* EXTRAIT SOURCE *
★ ★ ★ ★ ★ ★ ★

La santé au travail, un business ?

Devenue un enjeu pour les entreprises, la santé au travail constitue désormais un marché concurrentiel, où acteurs institutionnels et privés proposent des services. Le manque d’encadrement du dispositif de prévention permet à des cabinets non agréés de proposer leurs services. La plupart se sont rués sur le créneau de la gestion du stress. Les formations visent en général à apprendre aux salariés à « gérer » leur stress, pas à en éliminer les causes.
Le ministère du Travail a pris conscience de la dérive. Il a réuni, en juin 2010, 70 consultants pour discuter d’une « charte méthodologique et déontologique » en matière de risques psychosociaux.
« Le risque est grand que les employeurs, pour répondre à leurs obligations, recourent à ces prestations commerciales et s’estiment dispensés de s’intéresser à la santé des salariés, à la prévention des risques, à leur organisation et leur management », s’inquiète- Gabriel Paillereau, ancien délégué général du Centre interservices de santé et de médecine du travail en entreprise (Cisme).

Source : Revue Santé et Travail, octobre 2010 (pdf, 286 ko)

Qu'est-ce que le management par la peur ?

Dans l'entreprise, la peur est souvent utilisée comme stratégie de pression pour atteindre un certain nombre d'objectifs comme la performance, la qualité, les délais.
C'est souvent l'incertitude qui génère le sentiment de peur.

« (…) Veillez à exiger toujours trop de votre personnel. Créez une espèce de frénésie (…) Créez un maximum de compétition. Tout le monde doit réaliser que seul le plus habile survivra. (…) Cherchez constamment des gens à blâmer (…) ». Marie Pezé, psychanalyste spécialiste de la souffrance au travail, repose sur le bureau de son cabinet un exemplaire de Change Management, La gestion du changement. Les principes des changements réussis dans les entreprises de Peter Kruse. Une transcription de la conférence donnée il y a dix ans par ce professeur de psychologie organisationnelle à des managers de la City Bank.
« Pour instaurer le management par la peur, on organise une hyperactivité, un productivisme effréné qui rend le salarié absolument incapable de dégager du temps pour prendre du recul, explique la psychanalyste. Il est constamment dans une activité urgente. De surcroît, il est surveillé par des caméras ou des logiciels de contrôle du temps de travail. Et on lui donne des objectifs inatteignables qui le mettent en situation de faute prescrite : il part en situation de coupable dans l’exécution de son travail. »

En savoir plus :

France Télécom et le management par la peur . Article Psychologies.com

Les bénéfices du management par la peur ne sont pas durables. Article La vie éco

La peur est devenue une méthode de management. Article de l'Express 

Au travail, les femmes souffrent-elles plus que les hommes ?

★ ★ ★ ★ ★ ★ ★

* CONTENU DES DONNÉES *
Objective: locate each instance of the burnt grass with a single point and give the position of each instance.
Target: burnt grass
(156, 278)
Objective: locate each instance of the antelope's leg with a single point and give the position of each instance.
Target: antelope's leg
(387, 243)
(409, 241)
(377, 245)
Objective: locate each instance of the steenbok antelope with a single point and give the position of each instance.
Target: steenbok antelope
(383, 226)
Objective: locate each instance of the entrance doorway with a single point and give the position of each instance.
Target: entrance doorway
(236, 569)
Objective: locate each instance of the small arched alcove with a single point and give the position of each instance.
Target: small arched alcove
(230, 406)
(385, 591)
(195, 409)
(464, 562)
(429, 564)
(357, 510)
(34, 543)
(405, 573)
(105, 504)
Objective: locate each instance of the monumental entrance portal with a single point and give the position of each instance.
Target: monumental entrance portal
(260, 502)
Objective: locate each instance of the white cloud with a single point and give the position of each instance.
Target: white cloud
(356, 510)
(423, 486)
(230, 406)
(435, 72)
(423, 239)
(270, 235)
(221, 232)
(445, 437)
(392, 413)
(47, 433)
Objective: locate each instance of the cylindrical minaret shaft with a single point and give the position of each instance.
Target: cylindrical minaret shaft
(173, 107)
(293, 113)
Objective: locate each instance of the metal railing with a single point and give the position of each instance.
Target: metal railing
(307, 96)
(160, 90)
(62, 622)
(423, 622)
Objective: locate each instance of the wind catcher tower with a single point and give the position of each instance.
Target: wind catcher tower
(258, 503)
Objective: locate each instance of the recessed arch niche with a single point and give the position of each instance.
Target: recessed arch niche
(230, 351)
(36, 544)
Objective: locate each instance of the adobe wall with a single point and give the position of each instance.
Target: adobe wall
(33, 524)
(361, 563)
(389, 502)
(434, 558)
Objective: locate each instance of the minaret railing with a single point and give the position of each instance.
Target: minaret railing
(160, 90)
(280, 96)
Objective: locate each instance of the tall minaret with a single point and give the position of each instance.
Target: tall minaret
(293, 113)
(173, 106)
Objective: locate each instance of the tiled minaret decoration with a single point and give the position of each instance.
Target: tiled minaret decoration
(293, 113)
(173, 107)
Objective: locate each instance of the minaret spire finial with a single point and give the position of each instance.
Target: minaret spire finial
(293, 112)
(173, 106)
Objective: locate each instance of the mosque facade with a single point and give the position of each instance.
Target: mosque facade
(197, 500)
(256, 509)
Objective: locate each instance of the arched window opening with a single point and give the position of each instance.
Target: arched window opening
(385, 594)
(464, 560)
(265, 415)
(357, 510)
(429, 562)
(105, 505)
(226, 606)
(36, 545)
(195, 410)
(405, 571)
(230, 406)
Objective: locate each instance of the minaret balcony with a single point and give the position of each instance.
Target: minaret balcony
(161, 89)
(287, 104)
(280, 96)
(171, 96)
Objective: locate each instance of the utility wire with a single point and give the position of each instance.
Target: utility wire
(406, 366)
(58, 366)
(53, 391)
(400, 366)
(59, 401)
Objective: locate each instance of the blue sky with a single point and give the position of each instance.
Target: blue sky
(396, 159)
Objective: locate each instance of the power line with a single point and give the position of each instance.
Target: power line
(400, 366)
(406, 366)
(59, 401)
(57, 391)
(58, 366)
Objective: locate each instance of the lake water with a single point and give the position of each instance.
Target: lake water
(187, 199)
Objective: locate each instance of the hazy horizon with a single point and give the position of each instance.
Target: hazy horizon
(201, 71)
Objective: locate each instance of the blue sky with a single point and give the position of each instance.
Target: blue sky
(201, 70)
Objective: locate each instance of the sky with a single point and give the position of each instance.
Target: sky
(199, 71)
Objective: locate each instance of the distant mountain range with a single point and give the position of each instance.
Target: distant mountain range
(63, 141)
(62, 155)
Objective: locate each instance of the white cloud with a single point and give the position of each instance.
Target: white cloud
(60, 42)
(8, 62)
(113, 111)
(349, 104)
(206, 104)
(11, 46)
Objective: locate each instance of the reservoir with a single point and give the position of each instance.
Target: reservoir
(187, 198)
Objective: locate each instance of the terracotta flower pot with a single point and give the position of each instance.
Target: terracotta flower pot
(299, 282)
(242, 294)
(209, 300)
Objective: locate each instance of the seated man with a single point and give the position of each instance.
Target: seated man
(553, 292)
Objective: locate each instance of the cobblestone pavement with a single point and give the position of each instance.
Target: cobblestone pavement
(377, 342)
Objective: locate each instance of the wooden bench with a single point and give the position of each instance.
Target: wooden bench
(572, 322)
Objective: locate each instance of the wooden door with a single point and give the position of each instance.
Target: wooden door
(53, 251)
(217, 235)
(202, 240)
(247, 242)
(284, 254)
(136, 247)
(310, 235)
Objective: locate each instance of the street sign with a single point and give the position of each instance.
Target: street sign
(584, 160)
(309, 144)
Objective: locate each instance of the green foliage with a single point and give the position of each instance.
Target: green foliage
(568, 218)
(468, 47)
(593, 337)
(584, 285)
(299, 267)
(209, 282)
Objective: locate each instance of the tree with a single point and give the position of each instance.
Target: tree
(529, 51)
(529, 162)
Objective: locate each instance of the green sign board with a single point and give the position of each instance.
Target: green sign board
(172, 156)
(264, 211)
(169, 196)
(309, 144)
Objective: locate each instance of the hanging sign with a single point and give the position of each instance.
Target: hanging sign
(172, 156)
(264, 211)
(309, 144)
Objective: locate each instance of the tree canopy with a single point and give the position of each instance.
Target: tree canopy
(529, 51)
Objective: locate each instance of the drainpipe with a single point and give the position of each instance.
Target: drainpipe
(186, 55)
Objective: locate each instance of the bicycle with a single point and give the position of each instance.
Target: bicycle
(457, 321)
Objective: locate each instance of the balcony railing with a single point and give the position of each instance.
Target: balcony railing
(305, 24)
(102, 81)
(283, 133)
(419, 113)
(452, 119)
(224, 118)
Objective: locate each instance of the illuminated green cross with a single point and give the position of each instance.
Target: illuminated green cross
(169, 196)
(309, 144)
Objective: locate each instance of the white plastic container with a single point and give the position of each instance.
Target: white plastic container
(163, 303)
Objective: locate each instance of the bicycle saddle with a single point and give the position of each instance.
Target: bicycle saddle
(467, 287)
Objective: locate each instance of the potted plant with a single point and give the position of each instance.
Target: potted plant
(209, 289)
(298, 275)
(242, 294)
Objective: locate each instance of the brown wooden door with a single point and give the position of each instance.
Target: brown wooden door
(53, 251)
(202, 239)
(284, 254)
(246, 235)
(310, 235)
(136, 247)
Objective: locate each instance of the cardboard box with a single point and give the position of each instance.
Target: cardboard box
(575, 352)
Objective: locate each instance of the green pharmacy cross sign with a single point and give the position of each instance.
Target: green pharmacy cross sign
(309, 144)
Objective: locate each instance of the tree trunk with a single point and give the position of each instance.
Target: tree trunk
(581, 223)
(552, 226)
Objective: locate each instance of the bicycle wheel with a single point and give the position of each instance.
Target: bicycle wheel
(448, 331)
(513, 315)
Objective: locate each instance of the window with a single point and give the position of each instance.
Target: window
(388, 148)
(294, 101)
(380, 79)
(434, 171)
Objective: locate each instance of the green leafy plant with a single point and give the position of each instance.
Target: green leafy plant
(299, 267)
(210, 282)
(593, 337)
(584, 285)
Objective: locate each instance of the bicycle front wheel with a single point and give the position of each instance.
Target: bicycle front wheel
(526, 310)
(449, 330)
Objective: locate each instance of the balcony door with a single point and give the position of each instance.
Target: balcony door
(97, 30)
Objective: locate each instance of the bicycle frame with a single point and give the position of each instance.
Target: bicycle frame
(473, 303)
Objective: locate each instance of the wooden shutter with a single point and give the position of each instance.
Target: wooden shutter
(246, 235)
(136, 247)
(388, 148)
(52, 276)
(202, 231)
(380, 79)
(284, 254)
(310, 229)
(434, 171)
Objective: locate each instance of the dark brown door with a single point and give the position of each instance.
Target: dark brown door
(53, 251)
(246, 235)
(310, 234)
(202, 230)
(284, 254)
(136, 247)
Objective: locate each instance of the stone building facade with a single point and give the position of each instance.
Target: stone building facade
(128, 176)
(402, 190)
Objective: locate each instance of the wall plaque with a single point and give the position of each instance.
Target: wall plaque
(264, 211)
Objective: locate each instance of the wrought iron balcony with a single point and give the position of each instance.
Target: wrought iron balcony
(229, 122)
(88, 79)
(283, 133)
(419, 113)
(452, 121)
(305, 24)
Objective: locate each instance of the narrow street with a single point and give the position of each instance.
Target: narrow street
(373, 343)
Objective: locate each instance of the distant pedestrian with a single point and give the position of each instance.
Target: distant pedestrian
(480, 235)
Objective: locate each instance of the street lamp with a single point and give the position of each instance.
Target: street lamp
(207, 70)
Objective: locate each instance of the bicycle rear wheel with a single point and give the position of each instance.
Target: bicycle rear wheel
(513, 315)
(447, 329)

★ ★ ★ ★ ★ ★ ★

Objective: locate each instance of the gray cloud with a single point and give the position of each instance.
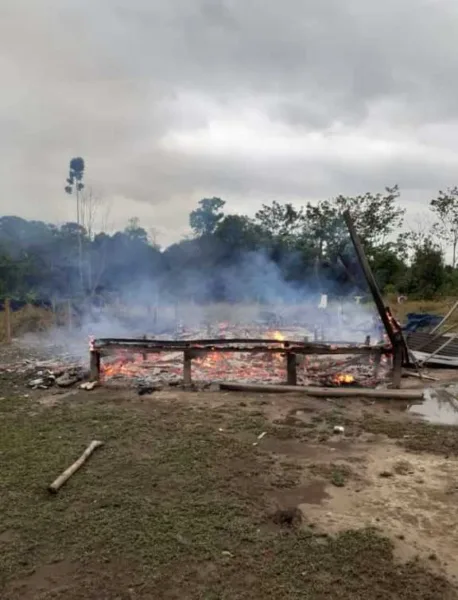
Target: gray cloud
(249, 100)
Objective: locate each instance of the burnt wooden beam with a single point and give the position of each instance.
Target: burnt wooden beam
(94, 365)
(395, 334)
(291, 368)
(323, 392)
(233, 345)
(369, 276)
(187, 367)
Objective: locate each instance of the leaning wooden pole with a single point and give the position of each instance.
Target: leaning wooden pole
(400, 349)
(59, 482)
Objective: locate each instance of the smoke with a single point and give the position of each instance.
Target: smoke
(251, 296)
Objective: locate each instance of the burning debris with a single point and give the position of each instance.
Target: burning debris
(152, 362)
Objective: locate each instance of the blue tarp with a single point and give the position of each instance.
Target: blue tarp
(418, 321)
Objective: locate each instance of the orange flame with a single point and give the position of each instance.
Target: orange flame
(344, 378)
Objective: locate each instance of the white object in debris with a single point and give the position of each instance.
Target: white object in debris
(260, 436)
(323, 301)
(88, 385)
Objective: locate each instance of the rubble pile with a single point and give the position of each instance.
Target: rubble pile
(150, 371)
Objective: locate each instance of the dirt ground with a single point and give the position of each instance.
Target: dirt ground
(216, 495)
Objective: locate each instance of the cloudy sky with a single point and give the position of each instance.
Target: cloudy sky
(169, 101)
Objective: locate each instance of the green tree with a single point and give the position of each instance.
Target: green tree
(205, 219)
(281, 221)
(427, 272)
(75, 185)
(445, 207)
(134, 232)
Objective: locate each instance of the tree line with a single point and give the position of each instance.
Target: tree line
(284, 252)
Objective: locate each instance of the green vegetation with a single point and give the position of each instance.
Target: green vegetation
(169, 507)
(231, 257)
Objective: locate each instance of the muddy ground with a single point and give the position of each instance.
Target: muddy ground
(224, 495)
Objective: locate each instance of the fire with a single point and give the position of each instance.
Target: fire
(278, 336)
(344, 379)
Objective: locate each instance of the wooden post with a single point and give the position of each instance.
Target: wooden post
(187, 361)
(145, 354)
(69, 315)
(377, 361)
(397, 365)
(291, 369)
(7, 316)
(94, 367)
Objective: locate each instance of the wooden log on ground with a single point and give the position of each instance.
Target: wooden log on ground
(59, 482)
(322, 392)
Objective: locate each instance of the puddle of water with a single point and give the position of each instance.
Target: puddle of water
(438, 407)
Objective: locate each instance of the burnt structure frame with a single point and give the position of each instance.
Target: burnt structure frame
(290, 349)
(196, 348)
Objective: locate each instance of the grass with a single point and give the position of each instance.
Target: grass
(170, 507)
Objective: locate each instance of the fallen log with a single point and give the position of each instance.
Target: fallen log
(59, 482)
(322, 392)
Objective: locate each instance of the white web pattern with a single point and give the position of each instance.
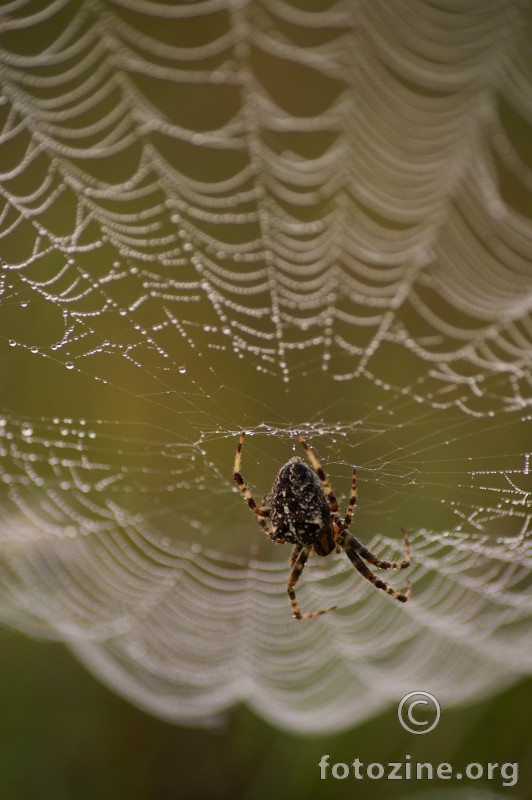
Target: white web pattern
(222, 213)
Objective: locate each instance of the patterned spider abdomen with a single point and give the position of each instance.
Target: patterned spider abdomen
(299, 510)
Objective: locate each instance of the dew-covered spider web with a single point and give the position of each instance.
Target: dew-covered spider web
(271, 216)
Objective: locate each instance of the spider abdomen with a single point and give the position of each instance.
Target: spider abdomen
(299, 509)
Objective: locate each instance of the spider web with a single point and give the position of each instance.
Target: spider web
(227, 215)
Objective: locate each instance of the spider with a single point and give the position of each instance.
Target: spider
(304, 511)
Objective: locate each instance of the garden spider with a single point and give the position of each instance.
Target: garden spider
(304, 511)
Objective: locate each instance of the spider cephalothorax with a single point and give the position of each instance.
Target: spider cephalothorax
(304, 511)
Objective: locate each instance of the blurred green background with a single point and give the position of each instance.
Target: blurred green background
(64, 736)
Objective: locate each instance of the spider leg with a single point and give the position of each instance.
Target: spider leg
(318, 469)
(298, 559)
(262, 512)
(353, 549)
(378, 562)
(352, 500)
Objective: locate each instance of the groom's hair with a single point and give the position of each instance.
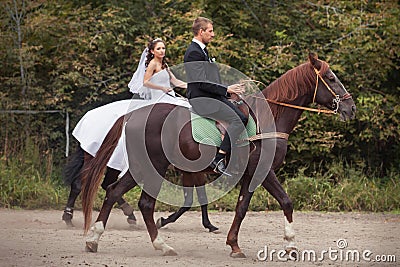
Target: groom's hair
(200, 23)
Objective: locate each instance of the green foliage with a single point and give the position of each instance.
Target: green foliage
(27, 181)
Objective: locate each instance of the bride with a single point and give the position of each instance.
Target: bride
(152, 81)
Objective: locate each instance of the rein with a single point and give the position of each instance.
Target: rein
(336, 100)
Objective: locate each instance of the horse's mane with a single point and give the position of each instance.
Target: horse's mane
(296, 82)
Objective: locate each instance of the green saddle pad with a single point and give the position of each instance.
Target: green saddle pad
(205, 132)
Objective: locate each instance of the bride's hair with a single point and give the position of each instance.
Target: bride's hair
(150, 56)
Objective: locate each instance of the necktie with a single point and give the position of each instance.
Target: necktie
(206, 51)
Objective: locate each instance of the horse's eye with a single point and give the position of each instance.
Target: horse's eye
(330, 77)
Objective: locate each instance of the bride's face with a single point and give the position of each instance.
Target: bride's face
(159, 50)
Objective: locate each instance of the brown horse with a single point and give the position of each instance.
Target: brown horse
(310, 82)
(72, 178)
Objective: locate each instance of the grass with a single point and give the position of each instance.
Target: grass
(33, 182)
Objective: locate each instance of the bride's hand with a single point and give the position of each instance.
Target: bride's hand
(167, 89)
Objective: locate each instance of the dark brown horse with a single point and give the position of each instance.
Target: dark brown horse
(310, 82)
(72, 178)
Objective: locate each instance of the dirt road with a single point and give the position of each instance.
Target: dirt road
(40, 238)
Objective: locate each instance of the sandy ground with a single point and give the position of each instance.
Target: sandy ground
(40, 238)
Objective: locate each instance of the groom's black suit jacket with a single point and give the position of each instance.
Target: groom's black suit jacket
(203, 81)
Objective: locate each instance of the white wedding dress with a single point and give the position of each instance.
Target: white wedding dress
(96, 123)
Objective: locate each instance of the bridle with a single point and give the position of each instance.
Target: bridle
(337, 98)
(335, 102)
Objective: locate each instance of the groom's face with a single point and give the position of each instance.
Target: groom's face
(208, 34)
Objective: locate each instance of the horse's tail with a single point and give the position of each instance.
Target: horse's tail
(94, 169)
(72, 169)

★ ★ ★ ★ ★ ★ ★

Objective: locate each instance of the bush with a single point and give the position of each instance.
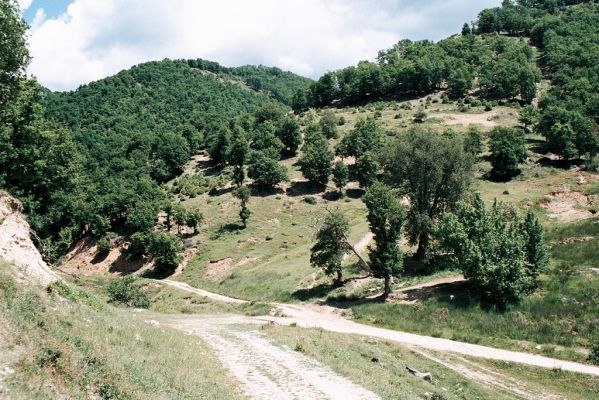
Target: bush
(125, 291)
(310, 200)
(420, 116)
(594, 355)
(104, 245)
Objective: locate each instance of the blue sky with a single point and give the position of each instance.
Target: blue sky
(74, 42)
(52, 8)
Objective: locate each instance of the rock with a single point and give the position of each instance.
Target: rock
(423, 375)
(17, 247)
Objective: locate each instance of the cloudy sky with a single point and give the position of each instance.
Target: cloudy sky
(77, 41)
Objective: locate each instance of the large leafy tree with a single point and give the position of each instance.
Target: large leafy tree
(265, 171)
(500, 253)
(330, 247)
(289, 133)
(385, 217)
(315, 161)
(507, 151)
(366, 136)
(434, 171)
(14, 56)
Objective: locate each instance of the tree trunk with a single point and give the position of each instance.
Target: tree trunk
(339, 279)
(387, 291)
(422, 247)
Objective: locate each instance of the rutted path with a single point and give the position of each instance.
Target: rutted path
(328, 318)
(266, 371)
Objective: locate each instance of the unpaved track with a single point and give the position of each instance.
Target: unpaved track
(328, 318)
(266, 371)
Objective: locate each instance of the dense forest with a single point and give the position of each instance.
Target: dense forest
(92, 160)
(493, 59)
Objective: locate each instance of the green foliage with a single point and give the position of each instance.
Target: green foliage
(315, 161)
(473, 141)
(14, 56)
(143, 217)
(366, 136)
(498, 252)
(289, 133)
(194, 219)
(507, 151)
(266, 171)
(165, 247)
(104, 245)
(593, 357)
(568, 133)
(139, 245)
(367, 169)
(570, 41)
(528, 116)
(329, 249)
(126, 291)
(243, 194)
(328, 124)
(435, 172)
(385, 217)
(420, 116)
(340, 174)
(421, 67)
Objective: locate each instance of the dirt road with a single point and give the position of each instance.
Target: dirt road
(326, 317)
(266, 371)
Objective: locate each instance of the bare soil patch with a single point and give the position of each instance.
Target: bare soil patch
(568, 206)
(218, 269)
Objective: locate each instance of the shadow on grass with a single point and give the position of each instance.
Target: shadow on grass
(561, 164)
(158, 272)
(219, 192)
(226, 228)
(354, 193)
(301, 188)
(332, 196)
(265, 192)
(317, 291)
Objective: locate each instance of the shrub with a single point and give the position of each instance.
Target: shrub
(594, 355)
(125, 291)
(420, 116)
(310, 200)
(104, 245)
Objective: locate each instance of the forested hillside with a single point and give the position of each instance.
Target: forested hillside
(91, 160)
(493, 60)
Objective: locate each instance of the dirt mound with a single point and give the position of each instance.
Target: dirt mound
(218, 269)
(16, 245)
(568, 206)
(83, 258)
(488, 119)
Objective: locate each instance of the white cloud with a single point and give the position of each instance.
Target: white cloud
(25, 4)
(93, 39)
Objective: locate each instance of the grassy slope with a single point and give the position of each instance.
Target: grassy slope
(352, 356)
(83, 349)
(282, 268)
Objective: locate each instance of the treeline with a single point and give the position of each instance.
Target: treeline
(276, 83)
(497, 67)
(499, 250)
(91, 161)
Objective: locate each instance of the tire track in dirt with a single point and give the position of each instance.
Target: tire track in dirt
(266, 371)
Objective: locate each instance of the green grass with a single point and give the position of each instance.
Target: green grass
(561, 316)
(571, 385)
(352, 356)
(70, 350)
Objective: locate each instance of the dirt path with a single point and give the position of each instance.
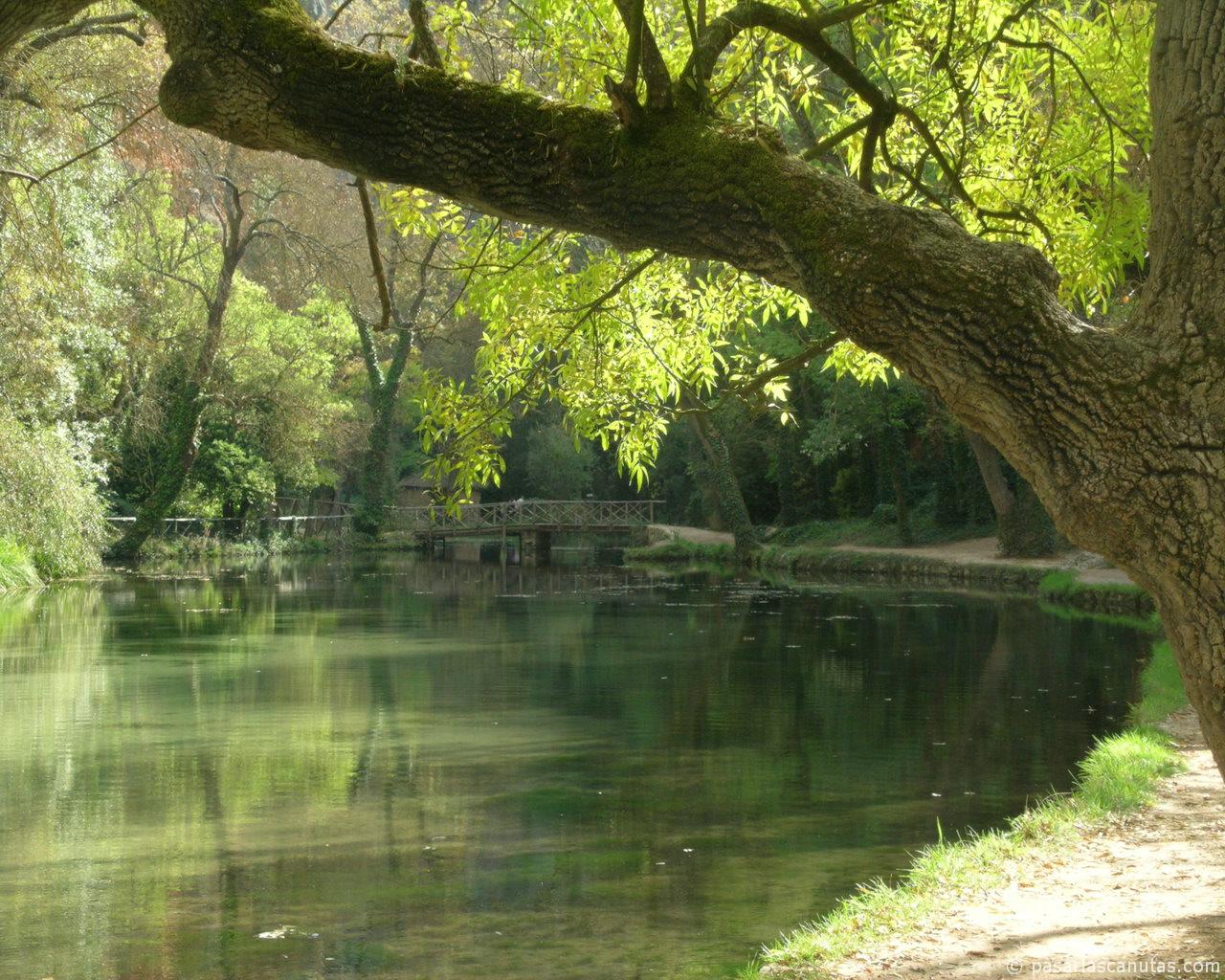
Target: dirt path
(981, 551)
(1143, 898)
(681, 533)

★ ★ ★ ★ ★ ★ ★

* CONSIGNE *
D'après l'extrait sur la santé au travail, combien de consultants le ministère du Travail a-t-il réunis en juin 2010 ?

* RÉPONSE *
70 consultants.